Dataset records START

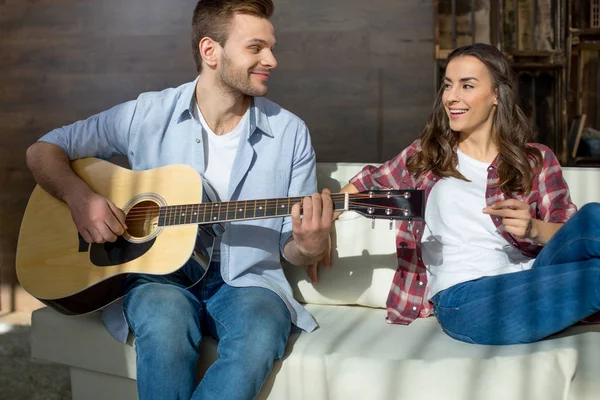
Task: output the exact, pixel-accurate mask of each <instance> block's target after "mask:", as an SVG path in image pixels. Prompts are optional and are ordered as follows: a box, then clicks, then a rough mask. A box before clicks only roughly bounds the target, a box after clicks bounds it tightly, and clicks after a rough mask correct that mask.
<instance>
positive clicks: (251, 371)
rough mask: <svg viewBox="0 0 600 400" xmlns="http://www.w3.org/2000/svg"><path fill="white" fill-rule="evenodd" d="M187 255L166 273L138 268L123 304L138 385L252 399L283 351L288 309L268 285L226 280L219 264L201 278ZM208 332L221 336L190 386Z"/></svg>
mask: <svg viewBox="0 0 600 400" xmlns="http://www.w3.org/2000/svg"><path fill="white" fill-rule="evenodd" d="M199 271H200V267H199V266H198V264H197V263H196V262H195V261H194V260H190V261H189V262H188V263H187V264H186V265H185V266H184V267H183V268H182V269H181V270H180V271H178V272H177V273H175V274H171V275H169V276H164V277H163V276H148V275H139V276H138V277H137V278H136V279H135V280H134V281H133V282H131V288H130V290H129V292H128V294H127V296H126V298H125V302H124V304H123V310H124V312H125V316H126V318H127V321H128V323H129V327H130V329H131V331H132V332H133V334H134V335H135V338H136V339H135V347H136V352H137V387H138V396H139V398H140V399H142V400H149V399H156V400H166V399H169V400H171V399H173V400H175V399H182V400H188V399H190V398H191V399H227V400H230V399H231V400H237V399H240V400H241V399H248V400H250V399H253V398H254V397H256V395H257V394H258V392H259V391H260V388H261V387H262V385H263V383H264V381H265V379H266V378H267V376H268V375H269V373H270V372H271V369H272V367H273V361H274V360H275V359H280V358H281V357H282V356H283V353H284V350H285V346H286V344H287V340H288V336H289V334H290V329H291V322H290V313H289V311H288V309H287V307H286V305H285V303H284V302H283V301H282V300H281V299H280V298H279V296H277V294H275V293H273V292H272V291H270V290H268V289H263V288H257V287H248V288H237V287H232V286H229V285H227V284H225V283H224V282H223V279H222V278H221V274H220V271H219V268H218V265H215V264H211V266H210V268H209V269H208V272H207V274H206V276H205V277H204V279H203V280H202V281H200V283H198V284H197V285H195V286H194V287H192V288H190V289H189V290H186V289H185V288H186V287H187V286H189V282H190V281H194V280H195V279H196V278H198V277H199V276H198V273H201V272H199ZM205 334H208V335H210V336H212V337H214V338H215V339H217V340H218V341H219V346H218V354H219V359H218V360H217V361H216V362H215V363H214V364H213V365H212V366H211V367H210V368H209V369H208V371H207V372H206V374H205V375H204V378H203V379H202V381H201V382H200V384H199V385H198V386H197V387H196V363H197V361H198V352H197V348H198V344H199V343H200V340H201V339H202V336H203V335H205Z"/></svg>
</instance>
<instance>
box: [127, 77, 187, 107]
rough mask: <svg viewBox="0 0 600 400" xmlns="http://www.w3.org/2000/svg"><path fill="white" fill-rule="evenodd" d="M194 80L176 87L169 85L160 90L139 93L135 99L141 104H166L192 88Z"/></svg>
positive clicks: (170, 101)
mask: <svg viewBox="0 0 600 400" xmlns="http://www.w3.org/2000/svg"><path fill="white" fill-rule="evenodd" d="M193 85H194V82H186V83H184V84H182V85H180V86H177V87H169V88H165V89H162V90H156V91H148V92H143V93H141V94H140V95H139V96H138V98H137V100H138V102H140V103H142V104H148V105H150V104H160V105H164V104H168V103H176V102H177V101H179V99H180V98H181V96H182V95H183V94H185V93H188V92H190V91H191V90H193V88H192V87H193Z"/></svg>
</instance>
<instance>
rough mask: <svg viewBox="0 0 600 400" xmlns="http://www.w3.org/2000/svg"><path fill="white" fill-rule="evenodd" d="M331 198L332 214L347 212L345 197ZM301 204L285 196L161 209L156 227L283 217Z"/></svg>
mask: <svg viewBox="0 0 600 400" xmlns="http://www.w3.org/2000/svg"><path fill="white" fill-rule="evenodd" d="M331 199H332V200H333V208H334V210H335V211H343V210H346V209H347V208H346V207H347V200H346V199H347V195H346V194H344V193H337V194H332V195H331ZM301 201H302V197H286V198H280V199H260V200H238V201H227V202H220V203H199V204H182V205H177V206H164V207H160V210H159V218H158V225H159V226H171V225H186V224H209V223H220V222H231V221H243V220H252V219H262V218H274V217H285V216H288V215H290V214H291V213H292V207H293V206H294V204H296V203H299V202H301Z"/></svg>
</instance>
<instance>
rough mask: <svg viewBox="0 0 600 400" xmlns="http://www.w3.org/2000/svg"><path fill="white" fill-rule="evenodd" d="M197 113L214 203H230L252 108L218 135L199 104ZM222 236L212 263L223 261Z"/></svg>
mask: <svg viewBox="0 0 600 400" xmlns="http://www.w3.org/2000/svg"><path fill="white" fill-rule="evenodd" d="M196 113H197V117H198V120H199V121H200V123H201V124H202V142H203V144H204V162H205V169H204V179H205V180H206V181H207V182H208V183H209V184H210V186H211V187H212V188H213V189H214V190H215V192H216V193H217V195H218V196H219V198H218V199H213V200H214V201H219V200H220V201H228V200H230V198H229V181H230V179H231V170H232V169H233V162H234V161H235V155H236V154H237V149H238V147H239V144H240V137H242V136H243V135H242V134H243V131H244V128H245V127H246V126H247V125H246V121H247V119H248V118H249V115H250V107H248V110H246V113H245V114H244V116H243V117H242V119H241V120H240V122H239V123H238V124H237V126H236V127H235V128H233V130H232V131H231V132H229V133H226V134H223V135H220V136H219V135H217V134H216V133H214V132H213V130H212V129H210V127H209V126H208V123H207V122H206V120H205V119H204V116H203V115H202V112H201V111H200V107H198V103H196ZM221 239H222V237H221V236H217V237H216V238H215V241H214V243H213V248H212V254H211V261H212V262H219V261H221Z"/></svg>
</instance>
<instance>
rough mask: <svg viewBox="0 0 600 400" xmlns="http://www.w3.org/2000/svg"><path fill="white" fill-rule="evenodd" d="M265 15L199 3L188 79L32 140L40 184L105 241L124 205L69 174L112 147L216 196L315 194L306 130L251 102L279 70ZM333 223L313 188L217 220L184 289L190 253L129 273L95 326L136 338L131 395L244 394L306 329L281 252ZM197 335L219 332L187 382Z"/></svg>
mask: <svg viewBox="0 0 600 400" xmlns="http://www.w3.org/2000/svg"><path fill="white" fill-rule="evenodd" d="M272 13H273V4H272V1H271V0H246V1H244V0H201V1H199V2H198V3H197V5H196V9H195V11H194V17H193V22H192V31H193V32H192V45H193V52H194V58H195V61H196V65H197V69H198V72H199V76H198V78H197V79H196V80H195V81H194V82H192V83H188V84H184V85H182V86H180V87H178V88H175V89H167V90H164V91H162V92H155V93H144V94H142V95H140V96H139V97H138V99H137V100H134V101H130V102H127V103H124V104H121V105H118V106H116V107H113V108H112V109H110V110H108V111H105V112H103V113H100V114H98V115H95V116H92V117H90V118H89V119H88V120H86V121H79V122H76V123H74V124H72V125H70V126H66V127H62V128H59V129H56V130H54V131H52V132H50V133H48V134H47V135H45V136H44V137H42V138H41V139H40V141H39V142H38V143H36V144H34V145H32V146H31V147H30V148H29V149H28V151H27V163H28V166H29V167H30V169H31V171H32V172H33V174H34V176H35V178H36V180H37V181H38V182H39V184H40V185H41V186H42V187H43V188H45V189H46V190H47V191H48V192H49V193H51V194H52V195H54V196H55V197H57V198H58V199H61V200H63V201H65V202H66V203H67V205H68V206H69V208H70V210H71V213H72V216H73V220H74V222H75V224H76V226H77V228H78V230H79V232H80V233H81V235H82V236H83V238H84V239H85V240H86V241H88V242H96V243H102V242H105V241H115V240H116V239H117V236H119V235H121V234H123V233H124V230H125V229H127V227H126V225H125V218H124V215H123V213H122V211H121V210H119V209H118V208H117V207H116V206H115V205H114V204H112V203H111V202H110V201H109V200H108V199H106V198H104V197H101V196H100V195H98V194H96V193H94V192H93V191H92V190H91V189H90V188H89V187H88V186H87V185H86V184H85V183H84V182H83V181H82V180H81V179H80V178H79V177H78V176H77V175H76V174H75V173H74V172H73V171H72V169H71V168H70V164H69V160H71V159H76V158H81V157H87V156H96V157H101V158H110V157H111V156H113V155H115V154H122V155H125V156H127V158H128V160H129V163H130V165H131V167H132V169H134V170H142V169H149V168H156V167H159V166H163V165H167V164H176V163H185V164H189V165H191V166H192V167H194V168H195V169H196V170H197V171H198V172H199V174H200V175H202V177H203V178H204V180H205V181H208V183H210V184H211V185H212V186H213V188H214V190H215V192H216V194H217V195H218V197H219V198H220V200H222V201H228V200H239V199H258V198H267V197H288V196H299V195H307V194H311V193H313V192H314V191H315V190H316V174H315V156H314V151H313V149H312V146H311V143H310V138H309V134H308V130H307V128H306V126H305V125H304V123H303V122H302V121H301V120H300V119H299V118H297V117H296V116H294V115H292V114H291V113H289V112H287V111H286V110H283V109H282V108H280V107H279V106H277V105H276V104H274V103H272V102H269V101H268V100H266V99H264V98H262V97H261V96H263V95H265V94H266V92H267V82H268V80H269V77H270V73H271V71H272V70H273V69H274V68H275V67H276V66H277V61H276V60H275V57H274V56H273V53H272V50H273V47H274V46H275V36H274V29H273V26H272V25H271V23H270V22H269V18H270V17H271V15H272ZM331 219H332V202H331V198H330V197H329V192H328V191H324V192H323V194H322V195H319V194H318V193H315V194H313V195H312V196H311V197H305V198H304V199H303V201H302V218H301V217H300V204H296V205H295V206H294V208H293V210H292V216H291V218H289V217H288V218H285V219H282V218H271V219H265V220H255V221H246V222H244V223H231V224H225V226H224V228H225V232H224V233H223V235H222V236H221V237H220V242H219V243H217V245H216V246H215V252H214V253H213V259H212V262H211V265H210V268H209V269H208V272H207V274H206V276H205V277H204V279H202V280H201V281H200V282H199V283H198V284H197V285H195V286H193V287H192V288H189V289H186V288H187V287H188V286H190V284H191V283H193V282H194V281H195V280H196V279H197V277H199V276H200V275H201V274H202V271H200V266H199V264H198V263H197V262H196V261H195V259H194V258H192V259H190V261H188V263H187V264H186V265H185V266H184V267H183V268H182V269H181V270H180V271H178V272H177V273H175V274H171V275H168V276H154V277H153V276H146V275H139V276H135V277H134V278H132V279H131V282H130V285H129V288H130V290H129V291H128V292H127V295H126V297H125V299H124V301H123V303H122V305H121V304H120V303H119V304H118V306H117V307H118V308H117V309H115V307H109V308H108V309H106V310H105V312H104V321H105V324H106V325H107V327H108V328H109V330H110V331H111V333H112V334H113V335H114V336H115V337H118V338H119V339H121V340H125V339H126V337H127V333H128V331H129V330H130V331H131V332H132V333H133V334H134V335H135V337H136V351H137V381H138V394H139V397H140V398H141V399H161V400H163V399H189V398H192V399H252V398H254V397H255V396H256V394H257V393H258V392H259V391H260V388H261V386H262V385H263V382H264V380H265V379H266V377H267V376H268V374H269V372H270V371H271V368H272V365H273V361H274V360H275V359H279V358H281V356H282V355H283V353H284V349H285V346H286V343H287V339H288V335H289V333H290V329H291V325H292V324H294V325H296V326H298V327H300V328H302V329H304V330H306V331H311V330H313V329H315V327H316V323H315V321H314V320H313V319H312V317H311V316H310V314H308V312H307V311H306V310H304V309H303V308H302V307H301V306H300V305H299V304H298V303H297V302H296V301H295V300H294V299H293V297H292V292H291V288H290V287H289V284H288V283H287V281H286V280H285V277H284V275H283V272H282V269H281V264H280V258H279V257H280V255H279V254H280V252H281V253H282V254H283V255H284V257H285V258H287V260H289V261H290V262H292V263H293V264H297V265H307V264H312V263H314V262H316V261H317V260H318V259H320V258H321V257H322V256H323V255H324V254H325V253H326V250H327V238H328V232H329V229H330V226H331ZM113 306H114V305H113ZM115 310H116V312H115ZM123 316H125V318H126V320H127V323H128V324H125V320H124V319H123V318H122V317H123ZM128 328H129V329H128ZM203 335H211V336H213V337H215V338H216V339H217V340H219V349H218V351H219V359H218V361H216V362H215V363H214V364H213V365H212V366H211V367H210V368H209V370H208V371H207V373H206V375H205V376H204V378H203V379H202V381H201V382H200V384H199V385H198V386H196V381H195V366H196V362H197V359H198V354H197V346H198V344H199V342H200V340H201V339H202V336H203Z"/></svg>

Dataset records END

Instructions for the task. Output the records above as they stand, from the first line to the line with "positive clicks: (251, 371)", inclusive, and exclude the pictures.

Result for this task.
Task: output the exact, pixel-accurate mask of each <instance> block's target after "mask:", as an SVG path in image pixels. Prompts are optional and are ordered as follows: a box, then clicks, then a rough mask. A box before clicks only roughly bounds the target, a box after clicks bounds it tightly, and clicks after a rough mask correct that mask.
<instance>
positive clicks: (251, 371)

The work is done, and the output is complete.